— Begin Page —
Intisar Abioto (born 1986) is an artist and storyteller currently living and working in Portland Oregon. Working within and between the forms of dance, photography, collaboration, prose, and poetry, Abioto explores the meaning of time, space, and belonging within the construction of who, where, and what composes the African diaspora. Abioto has travelled across North America, Europe, and Africa to tell stories of personal identity and collective belonging. Her work interprets the tradition of Africans who can fly into contemporary and local landscapes, highlighting the fluidity of migration across national and natural boundaries.

Early life and education
Born in Memphis, Tennessee, Abioto moved to Portland, Oregon as a young adult with her family. Herself and four sisters infused this new home base with the creativity intuitive to their home town community and upbringing. She completed undergraduate studies at Spelman College and Wesleyan University.

The Black Portlanders
In 2013 Abioto started The Black Portlanders, a tumblr blog that has since expanded from the digital platform into gallery installations. Originally the project began as a way to expand the stories of who belongs in Portland, while honoring the multiple displacements that have disproportionally affected African Americans in Portland from Vanport to contemporary urban reinvestment strategies. By capturing the full spectrum of identity and belonging within the urban landscape of Portland, the project offers a counter-narrative to press branding Portland as "the whitest city in America".
— End Page —
■ **Stated goal A**
Please explain, in one to three sentences, why The Black Portlanders was originally started, according to the Abioto biography.
■ **Stated goal B**
In the Abioto biography, take the part that opens with the words containing "Intisar Abioto (born" and closes with "and natural boundaries.", and rewrite it with "storyteller" changed to "writer".
— Begin Given information —
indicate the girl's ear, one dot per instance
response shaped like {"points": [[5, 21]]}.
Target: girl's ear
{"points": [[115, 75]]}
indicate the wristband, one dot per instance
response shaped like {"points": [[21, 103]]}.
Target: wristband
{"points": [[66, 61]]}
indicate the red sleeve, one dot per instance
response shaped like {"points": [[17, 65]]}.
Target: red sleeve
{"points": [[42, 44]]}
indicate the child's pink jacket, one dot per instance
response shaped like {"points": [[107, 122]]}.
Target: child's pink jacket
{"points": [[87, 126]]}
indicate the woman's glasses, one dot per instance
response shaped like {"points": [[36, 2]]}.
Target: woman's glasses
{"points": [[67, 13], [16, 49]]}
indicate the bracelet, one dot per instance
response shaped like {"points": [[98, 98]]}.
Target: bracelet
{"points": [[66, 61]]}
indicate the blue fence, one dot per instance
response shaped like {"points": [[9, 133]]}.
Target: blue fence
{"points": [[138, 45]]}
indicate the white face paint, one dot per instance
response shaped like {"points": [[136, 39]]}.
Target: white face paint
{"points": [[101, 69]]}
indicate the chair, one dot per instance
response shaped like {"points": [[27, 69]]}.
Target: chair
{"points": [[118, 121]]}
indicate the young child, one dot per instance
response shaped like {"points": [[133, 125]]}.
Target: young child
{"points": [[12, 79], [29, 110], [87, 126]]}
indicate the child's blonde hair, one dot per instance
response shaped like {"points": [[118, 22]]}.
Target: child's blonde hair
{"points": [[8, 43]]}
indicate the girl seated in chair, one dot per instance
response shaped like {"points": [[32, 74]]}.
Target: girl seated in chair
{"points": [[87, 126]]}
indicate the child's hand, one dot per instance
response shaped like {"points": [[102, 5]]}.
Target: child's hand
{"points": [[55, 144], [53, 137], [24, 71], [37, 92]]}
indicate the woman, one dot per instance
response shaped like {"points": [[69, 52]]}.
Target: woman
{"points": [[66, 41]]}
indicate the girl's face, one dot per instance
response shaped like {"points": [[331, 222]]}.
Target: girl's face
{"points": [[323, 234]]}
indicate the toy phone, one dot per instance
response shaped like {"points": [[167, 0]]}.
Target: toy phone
— End Given information —
■ **Worked solution A**
The Black Portlanders began as a way to expand the stories of who belongs in Portland. It also aimed to honor the multiple displacements that have disproportionately affected African Americans in Portland, from Vanport to contemporary urban reinvestment strategies.

■ **Worked solution B**
Intisar Abioto (born 1986) is an artist and writer currently living and working in Portland Oregon. Working within and between the forms of dance, photography, collaboration, prose, and poetry, Abioto explores the meaning of time, space, and belonging within the construction of who, where, and what composes the African diaspora. Abioto has travelled across North America, Europe, and Africa to tell stories of personal identity and collective belonging. Her work interprets the tradition of Africans who can fly into contemporary and local landscapes, highlighting the fluidity of migration across national and natural boundaries.